[Start Passage]

The purpose of the Lenten readings is to prepare for the participation in the paschal feast.

The Old Testament readings focus upon salvation history as the presupposition of, preparation for, and in some respects a prefiguring of, the redemptive act of God in Christ.

The second readings set forth our participation in the death and resurrection of Christ through baptism and in the Christian life.

The gospel readings of series A, after the accounts of the temptation and the transfiguration, which are traditional on the first two Sundays, take up the great Johannine signs, which are prefigurements both of the saving events of Christ’s death and resurrection and of our participation in those saving events through baptism.

Reading I: Ezekiel 37:12-14

The three readings of this Sunday fit together beautifully, for all concern the resurrection to newness of life. The passage from Ezekiel concludes and interprets the vision of the valley of dry bones (obviously a battlefield) that are gradually restored to life. The interpretation identifies the bones with Israel in exile, and the resurrection of the bones with Israel’s restoration to its homeland after the Babylonian exile.

However, it is interesting to note how the text shifts from the dry bones to graves: “I am going to open your graves, and bring you up from your graves.” This shift suggests that already by Ezekiel’s time (see Is 26:19) the expectation of a general resurrection at the last day was beginning to emerge, an expectation that was to be developed in later apocalyptic literature.

But that is not the point here. Rather, the language of this future hope is transferred to Israel’s return from exile. It will be like resurrection from the grave. In this figurative resurrection God will bring God’s people to newness of life and put God’s Spirit within them.

These twin themes—the restoration of God’s people and the eschatological resurrection of the dead—thus start hand in hand as they will continue through apocalyptic literature to the New Testament.

Responsorial Psalm: 130:1-2, 3-4, 5-6, 7-8

The juxtaposition of two passages of Scripture often brings out new meanings in them. This is what happens here.

Usually one thinks of the De profundis as a penitential psalm, but when it is placed side by side with Ezekiel’s vision, it acquires a new emphasis: it is both the cry of the individual in the depths of sin and death and also the cry of the people of God (note the shift at the end of the third through the fourth stanza from the individual to the community) for restoration from exile in the land of darkness and the shadow of death.

This hoped-for corporate redemption occurred in Israel’s restoration from exile. It is still the hope of the Christian community in which the Spirit dwells, and it is to be finally fulfilled in the general resurrection from the dead.

[End Passage]
[Start Items]

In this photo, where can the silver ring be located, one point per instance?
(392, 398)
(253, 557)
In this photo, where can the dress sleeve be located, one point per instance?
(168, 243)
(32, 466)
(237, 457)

[End Items]

▸ **Task prompt**
Extend the commentary on the Lenten readings past its final sentence, carrying it forward in the same style.

▸ **Expected answer**
Reading II: Romans 8:8-11

The same two-level use of language is continued in this reading. The first level, that of resurrection from the dead, is now applied to Christ. God raised Jesus from the dead by his Spirit (see Rom 1:4). Now Christians, through their baptism, have received the indwelling of the Spirit which raised Jesus from the dead: “the Spirit is life because of righteousness.”

This is the second level—the restoration of the people of God to newness of life (note the words “because of righteousness”; as we saw on the third Sunday of Lent, the new life created by the indwelling Spirit is the effect of justification).

Finally, the first level of resurrection is still expected by Christians, too: “he who raised Christ Jesus from the dead will give life to your mortal bodies.” The risen life of the church in the Spirit is an anticipation of the general resurrection at the last day.

The biblical hope is not a belief in the intrinsic immortality of the person, as though there were some part of us, such as the soul or the spirit that is in and by itself immortal. The whole person—body, soul, and spirit—is subject to decay and death.

But Christ has broken this subjection; he has burst the bonds of decay and death by his resurrection from the dead, in which he was raised to a totally transformed existence.

Through baptism believers have received the indwelling Spirit, as a result of which resurrection and renewal of the whole person, body and soul, has been initiated.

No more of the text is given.